* Start *
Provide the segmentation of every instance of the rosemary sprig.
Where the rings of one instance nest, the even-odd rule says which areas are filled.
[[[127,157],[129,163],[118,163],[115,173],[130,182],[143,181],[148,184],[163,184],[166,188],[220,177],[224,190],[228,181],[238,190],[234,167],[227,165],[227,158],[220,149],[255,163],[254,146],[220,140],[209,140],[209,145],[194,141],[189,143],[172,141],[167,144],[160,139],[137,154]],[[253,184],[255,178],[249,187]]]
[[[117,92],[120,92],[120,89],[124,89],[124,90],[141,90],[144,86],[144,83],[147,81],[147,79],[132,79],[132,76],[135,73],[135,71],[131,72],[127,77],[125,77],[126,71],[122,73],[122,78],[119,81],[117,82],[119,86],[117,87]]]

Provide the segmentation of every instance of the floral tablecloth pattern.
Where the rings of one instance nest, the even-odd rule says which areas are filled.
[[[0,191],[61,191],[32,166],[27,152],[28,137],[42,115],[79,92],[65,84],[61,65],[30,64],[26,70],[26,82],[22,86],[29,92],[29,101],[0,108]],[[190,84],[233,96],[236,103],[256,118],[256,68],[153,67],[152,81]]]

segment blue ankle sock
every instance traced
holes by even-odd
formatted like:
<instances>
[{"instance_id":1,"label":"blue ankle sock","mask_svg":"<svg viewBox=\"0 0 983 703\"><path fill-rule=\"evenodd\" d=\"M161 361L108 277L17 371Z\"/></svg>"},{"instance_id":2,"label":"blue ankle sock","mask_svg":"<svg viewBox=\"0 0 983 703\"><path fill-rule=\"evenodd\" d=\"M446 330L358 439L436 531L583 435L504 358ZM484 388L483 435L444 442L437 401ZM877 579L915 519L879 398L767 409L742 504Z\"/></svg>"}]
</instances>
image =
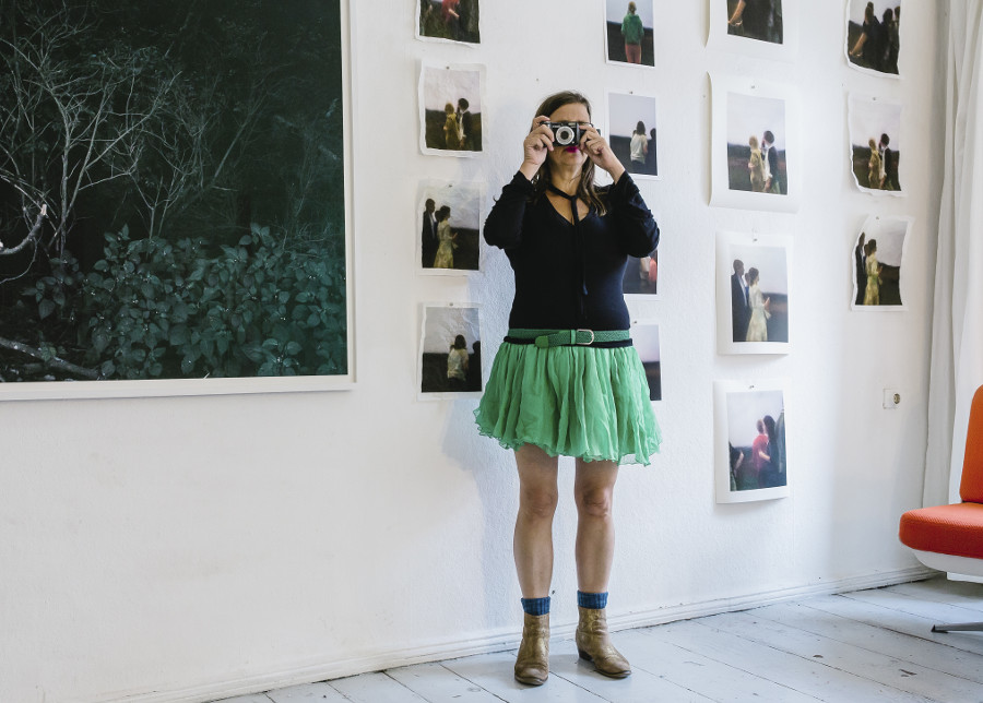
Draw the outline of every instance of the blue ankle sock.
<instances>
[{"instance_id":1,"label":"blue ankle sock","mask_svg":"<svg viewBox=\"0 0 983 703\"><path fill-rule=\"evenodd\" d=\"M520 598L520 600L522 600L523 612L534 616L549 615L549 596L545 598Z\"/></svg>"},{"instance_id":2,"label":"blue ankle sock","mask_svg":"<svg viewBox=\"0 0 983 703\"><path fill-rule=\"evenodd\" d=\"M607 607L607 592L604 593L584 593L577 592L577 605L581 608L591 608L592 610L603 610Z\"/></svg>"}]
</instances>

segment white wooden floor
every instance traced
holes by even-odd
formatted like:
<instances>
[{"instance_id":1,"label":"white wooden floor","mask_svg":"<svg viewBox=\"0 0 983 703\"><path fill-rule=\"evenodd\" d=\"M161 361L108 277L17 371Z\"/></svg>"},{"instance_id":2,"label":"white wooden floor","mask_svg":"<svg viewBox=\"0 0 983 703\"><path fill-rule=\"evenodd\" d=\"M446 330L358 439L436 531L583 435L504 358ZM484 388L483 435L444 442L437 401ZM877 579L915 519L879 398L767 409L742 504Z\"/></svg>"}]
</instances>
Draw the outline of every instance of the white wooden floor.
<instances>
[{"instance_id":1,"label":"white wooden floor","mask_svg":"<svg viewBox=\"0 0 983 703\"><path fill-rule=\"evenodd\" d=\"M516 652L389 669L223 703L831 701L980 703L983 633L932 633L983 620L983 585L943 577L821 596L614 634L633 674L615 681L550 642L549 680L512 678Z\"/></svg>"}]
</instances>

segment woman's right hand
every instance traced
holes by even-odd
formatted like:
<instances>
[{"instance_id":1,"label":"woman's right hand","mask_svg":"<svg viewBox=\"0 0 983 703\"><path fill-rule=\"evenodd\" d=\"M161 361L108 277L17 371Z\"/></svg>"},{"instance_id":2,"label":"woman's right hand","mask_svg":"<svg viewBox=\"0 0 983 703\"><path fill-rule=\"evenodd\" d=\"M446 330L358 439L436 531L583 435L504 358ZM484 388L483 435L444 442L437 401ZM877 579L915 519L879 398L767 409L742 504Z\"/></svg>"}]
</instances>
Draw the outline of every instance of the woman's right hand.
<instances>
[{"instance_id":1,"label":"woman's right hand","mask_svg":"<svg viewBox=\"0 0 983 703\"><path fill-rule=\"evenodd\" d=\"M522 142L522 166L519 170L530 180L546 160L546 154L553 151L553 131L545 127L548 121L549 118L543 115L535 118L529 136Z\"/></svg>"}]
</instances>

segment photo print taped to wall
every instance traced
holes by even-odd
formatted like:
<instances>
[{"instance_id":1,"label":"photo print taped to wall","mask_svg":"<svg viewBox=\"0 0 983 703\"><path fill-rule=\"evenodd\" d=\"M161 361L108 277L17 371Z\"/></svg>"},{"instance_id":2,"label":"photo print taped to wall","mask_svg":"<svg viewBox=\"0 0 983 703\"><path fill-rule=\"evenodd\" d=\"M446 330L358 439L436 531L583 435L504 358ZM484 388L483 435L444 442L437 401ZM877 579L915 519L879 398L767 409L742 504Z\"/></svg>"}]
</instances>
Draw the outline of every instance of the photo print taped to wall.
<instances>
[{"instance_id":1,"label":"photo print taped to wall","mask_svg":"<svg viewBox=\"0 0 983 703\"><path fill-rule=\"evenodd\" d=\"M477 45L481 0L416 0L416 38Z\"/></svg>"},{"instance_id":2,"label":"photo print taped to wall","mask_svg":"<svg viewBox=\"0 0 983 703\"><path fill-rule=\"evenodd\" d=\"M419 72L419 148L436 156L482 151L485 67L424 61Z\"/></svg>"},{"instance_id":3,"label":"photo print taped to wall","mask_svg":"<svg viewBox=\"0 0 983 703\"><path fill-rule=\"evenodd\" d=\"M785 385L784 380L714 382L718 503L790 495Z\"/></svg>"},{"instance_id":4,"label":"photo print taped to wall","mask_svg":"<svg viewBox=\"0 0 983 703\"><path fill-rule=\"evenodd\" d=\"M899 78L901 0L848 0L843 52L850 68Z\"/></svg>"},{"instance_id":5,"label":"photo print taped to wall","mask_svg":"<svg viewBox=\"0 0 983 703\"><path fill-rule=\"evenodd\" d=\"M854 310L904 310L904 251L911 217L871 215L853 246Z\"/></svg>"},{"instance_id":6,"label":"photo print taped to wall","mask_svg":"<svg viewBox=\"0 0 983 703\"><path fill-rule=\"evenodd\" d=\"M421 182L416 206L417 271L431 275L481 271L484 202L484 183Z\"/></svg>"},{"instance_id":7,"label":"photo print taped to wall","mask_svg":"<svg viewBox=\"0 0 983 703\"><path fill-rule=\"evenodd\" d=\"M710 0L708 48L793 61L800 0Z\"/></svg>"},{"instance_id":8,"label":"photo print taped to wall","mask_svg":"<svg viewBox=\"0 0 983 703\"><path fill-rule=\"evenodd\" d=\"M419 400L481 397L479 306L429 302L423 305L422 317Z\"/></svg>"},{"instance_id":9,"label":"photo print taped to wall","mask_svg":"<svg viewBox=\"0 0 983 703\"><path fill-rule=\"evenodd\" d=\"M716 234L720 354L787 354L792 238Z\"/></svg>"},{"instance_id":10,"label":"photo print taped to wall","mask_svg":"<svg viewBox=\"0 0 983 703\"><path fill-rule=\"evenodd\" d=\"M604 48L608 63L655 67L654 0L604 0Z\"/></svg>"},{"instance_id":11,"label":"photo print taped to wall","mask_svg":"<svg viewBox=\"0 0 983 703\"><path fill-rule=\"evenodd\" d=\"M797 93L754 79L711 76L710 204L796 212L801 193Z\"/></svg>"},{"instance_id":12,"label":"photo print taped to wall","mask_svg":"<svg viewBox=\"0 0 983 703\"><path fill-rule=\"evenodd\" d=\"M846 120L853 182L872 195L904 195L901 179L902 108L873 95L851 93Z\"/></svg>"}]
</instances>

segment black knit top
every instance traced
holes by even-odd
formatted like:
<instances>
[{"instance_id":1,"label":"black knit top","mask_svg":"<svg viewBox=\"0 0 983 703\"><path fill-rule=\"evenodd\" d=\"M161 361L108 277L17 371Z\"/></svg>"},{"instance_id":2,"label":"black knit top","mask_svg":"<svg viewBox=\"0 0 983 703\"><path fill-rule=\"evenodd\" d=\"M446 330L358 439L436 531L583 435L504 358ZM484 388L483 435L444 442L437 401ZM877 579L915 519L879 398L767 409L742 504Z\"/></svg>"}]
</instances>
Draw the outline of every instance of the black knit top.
* End *
* Start *
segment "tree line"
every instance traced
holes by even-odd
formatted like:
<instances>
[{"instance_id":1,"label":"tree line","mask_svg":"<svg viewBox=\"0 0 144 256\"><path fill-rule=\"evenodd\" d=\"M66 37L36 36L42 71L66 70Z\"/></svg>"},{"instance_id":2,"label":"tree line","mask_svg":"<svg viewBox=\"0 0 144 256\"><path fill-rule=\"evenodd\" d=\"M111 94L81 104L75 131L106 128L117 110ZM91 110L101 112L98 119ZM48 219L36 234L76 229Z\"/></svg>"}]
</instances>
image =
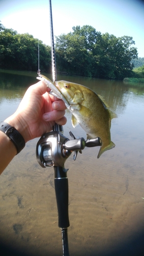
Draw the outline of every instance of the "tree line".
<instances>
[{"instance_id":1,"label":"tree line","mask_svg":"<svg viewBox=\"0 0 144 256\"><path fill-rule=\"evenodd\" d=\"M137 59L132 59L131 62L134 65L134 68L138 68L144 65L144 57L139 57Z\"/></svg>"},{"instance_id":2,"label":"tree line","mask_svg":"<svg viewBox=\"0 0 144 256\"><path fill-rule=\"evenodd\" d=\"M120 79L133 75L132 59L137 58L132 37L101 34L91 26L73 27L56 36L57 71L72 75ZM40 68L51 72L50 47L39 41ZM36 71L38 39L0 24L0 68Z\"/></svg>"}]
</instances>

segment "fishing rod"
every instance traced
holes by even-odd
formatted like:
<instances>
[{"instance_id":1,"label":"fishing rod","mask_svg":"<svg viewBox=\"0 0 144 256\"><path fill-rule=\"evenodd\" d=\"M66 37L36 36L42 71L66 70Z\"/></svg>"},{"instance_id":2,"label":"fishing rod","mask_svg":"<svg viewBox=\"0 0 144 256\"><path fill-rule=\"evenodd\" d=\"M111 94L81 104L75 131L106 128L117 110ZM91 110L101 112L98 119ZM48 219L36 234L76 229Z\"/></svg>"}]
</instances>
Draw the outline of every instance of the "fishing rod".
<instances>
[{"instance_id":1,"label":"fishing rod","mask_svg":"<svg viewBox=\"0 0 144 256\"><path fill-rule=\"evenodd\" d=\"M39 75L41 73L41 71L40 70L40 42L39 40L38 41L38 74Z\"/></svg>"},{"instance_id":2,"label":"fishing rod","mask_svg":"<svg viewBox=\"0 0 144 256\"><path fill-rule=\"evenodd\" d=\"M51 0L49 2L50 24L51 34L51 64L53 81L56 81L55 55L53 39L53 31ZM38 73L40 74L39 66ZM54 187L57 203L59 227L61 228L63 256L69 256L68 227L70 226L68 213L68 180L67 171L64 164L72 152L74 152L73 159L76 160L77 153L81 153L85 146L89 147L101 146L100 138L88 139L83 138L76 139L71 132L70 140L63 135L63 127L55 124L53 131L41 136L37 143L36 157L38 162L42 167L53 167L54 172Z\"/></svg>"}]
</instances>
* End *
* Start *
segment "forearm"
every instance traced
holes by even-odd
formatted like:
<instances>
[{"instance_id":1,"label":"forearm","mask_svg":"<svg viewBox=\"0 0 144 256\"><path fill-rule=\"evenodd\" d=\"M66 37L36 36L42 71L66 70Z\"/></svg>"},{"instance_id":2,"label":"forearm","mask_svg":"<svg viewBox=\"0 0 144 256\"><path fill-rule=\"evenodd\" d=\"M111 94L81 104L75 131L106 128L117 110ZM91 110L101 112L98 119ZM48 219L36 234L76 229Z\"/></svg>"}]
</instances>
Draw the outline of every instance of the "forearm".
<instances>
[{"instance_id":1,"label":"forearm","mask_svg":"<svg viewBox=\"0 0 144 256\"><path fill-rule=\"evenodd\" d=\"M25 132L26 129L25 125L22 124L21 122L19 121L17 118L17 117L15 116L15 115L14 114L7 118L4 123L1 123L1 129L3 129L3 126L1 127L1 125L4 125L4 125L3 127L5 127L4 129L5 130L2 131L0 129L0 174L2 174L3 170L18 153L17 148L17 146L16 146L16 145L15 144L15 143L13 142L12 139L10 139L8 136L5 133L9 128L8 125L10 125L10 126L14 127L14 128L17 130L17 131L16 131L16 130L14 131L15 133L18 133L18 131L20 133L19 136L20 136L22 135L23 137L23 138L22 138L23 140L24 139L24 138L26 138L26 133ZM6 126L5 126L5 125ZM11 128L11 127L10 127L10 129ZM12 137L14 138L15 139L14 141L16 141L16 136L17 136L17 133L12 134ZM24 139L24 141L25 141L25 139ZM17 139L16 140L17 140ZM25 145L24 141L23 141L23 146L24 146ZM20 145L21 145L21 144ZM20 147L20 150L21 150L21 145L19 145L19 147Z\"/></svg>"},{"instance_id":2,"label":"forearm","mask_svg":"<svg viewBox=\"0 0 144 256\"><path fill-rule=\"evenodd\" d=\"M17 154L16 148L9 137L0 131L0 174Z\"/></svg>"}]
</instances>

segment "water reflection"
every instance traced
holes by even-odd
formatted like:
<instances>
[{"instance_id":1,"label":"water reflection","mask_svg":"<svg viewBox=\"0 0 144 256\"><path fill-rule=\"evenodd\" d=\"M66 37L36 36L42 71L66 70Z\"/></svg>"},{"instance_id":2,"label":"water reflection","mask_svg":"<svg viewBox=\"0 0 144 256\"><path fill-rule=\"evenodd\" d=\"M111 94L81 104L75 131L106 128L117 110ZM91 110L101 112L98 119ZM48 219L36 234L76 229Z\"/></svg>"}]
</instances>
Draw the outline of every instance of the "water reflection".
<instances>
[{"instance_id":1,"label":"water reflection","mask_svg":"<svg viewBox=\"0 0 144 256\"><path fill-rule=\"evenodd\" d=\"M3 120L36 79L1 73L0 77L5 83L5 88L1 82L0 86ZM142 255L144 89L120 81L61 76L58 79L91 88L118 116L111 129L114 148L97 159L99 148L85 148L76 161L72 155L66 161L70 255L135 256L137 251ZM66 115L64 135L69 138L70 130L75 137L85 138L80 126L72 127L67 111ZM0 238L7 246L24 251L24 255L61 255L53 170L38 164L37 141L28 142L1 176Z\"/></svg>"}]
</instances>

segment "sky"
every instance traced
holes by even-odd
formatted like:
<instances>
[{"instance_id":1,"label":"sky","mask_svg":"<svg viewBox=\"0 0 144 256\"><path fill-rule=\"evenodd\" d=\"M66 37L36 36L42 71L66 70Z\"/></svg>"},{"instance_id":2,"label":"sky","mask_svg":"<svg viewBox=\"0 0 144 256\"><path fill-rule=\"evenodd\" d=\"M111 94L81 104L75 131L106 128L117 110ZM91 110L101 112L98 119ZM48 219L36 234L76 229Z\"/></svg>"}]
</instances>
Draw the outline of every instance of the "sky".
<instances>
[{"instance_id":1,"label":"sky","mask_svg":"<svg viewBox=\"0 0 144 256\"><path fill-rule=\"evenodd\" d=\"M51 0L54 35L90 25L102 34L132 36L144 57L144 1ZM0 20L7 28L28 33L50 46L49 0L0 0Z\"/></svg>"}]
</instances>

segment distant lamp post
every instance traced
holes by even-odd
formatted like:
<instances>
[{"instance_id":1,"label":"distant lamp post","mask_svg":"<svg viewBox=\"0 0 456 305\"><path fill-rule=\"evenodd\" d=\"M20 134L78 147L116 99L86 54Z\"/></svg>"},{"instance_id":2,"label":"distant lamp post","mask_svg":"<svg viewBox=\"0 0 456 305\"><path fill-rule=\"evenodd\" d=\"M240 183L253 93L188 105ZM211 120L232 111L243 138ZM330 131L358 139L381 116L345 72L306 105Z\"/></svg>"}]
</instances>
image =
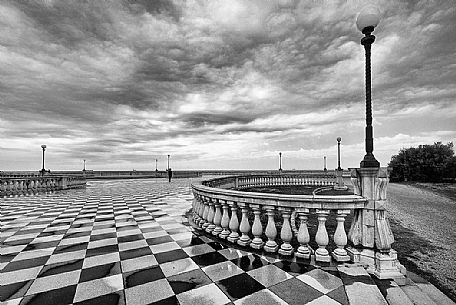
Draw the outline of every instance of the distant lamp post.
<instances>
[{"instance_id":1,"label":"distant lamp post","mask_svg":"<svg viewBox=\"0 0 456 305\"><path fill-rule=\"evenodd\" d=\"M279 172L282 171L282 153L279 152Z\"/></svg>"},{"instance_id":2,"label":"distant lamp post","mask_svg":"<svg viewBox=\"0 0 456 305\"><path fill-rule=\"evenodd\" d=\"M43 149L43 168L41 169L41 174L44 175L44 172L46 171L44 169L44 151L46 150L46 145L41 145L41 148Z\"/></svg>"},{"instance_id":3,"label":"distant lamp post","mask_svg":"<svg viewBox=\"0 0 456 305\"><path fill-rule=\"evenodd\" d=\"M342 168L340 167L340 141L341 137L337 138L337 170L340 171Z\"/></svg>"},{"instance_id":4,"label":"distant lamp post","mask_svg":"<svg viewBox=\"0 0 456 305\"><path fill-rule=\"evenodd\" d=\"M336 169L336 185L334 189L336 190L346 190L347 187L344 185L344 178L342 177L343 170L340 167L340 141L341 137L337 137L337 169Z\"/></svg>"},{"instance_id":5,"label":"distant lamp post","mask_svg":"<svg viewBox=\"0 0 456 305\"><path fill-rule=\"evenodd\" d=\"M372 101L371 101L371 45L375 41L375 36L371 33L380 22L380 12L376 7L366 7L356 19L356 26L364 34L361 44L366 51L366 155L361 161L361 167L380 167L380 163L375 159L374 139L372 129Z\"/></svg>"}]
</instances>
* End *
STATED PROBLEM:
Pull out every line above that contains the string "outline", and copy each one in full.

SOLVED PROBLEM:
Draw the outline of every instance of the blue ankle sock.
Draw the outline of every instance of the white wooden floor.
Draw the outline of every instance of the woman's right hand.
Draw the outline of every instance of the photo print taped to wall.
Draw the outline of every instance of the black knit top.
Draw the outline of every instance of the "tree line".
Draw the outline of every instance of the "fishing rod".
Draw the outline of every instance of the "forearm".
Draw the outline of every instance of the "water reflection".
Draw the outline of every instance of the "sky".
Draw the outline of every instance of the distant lamp post.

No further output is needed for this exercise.